Coordinate annotation records:

--------------------------------------------------

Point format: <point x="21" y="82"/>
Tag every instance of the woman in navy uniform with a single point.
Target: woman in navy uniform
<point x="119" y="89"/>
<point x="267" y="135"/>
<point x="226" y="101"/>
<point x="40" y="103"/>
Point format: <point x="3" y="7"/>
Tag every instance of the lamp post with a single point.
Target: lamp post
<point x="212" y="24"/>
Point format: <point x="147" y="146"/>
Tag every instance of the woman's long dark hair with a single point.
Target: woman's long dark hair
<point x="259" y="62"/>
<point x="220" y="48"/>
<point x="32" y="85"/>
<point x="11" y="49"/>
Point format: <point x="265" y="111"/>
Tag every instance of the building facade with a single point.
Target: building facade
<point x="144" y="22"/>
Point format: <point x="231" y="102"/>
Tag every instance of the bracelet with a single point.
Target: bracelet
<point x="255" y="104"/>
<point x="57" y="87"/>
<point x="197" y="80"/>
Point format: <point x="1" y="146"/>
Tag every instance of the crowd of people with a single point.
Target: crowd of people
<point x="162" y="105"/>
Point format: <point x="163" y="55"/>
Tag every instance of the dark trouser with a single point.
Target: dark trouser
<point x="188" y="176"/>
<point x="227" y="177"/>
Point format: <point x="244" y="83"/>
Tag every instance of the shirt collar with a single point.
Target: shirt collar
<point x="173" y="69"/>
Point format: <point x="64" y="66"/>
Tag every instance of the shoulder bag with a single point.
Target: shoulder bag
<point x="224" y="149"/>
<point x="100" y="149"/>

--------------------------------------------------

## Exercise description
Repeat the records exactly, including every line.

## Response to this exercise
Point format: <point x="21" y="82"/>
Tag every instance of the woman in navy uniform with a single point.
Target: woman in navy uniform
<point x="119" y="89"/>
<point x="267" y="135"/>
<point x="226" y="101"/>
<point x="40" y="103"/>
Point format: <point x="3" y="7"/>
Tag every instance of the lamp post with a single point.
Target: lamp post
<point x="212" y="24"/>
Point format: <point x="147" y="146"/>
Tag every instance of the woman's long dark hair with a single point.
Target: woman's long dark hair
<point x="259" y="62"/>
<point x="220" y="48"/>
<point x="32" y="85"/>
<point x="11" y="49"/>
Point format: <point x="265" y="111"/>
Tag every instance of the building facade with a single point.
Target: building facade
<point x="144" y="22"/>
Point format: <point x="231" y="102"/>
Tag every instance of the bracelet with a single point.
Target: bracelet
<point x="255" y="104"/>
<point x="57" y="87"/>
<point x="197" y="80"/>
Point format: <point x="1" y="146"/>
Tag every instance of the crowd of people with a single point.
Target: crowd of people
<point x="162" y="105"/>
Point format: <point x="163" y="55"/>
Tag every instance of the dark trouser with a single point.
Target: dark trouser
<point x="188" y="176"/>
<point x="227" y="177"/>
Point format: <point x="244" y="83"/>
Tag every instance of the shirt collar with a single point.
Target: shirt collar
<point x="173" y="69"/>
Point format: <point x="64" y="66"/>
Tag every instance of the shoulder bag with a single point.
Target: shoulder bag
<point x="224" y="149"/>
<point x="100" y="149"/>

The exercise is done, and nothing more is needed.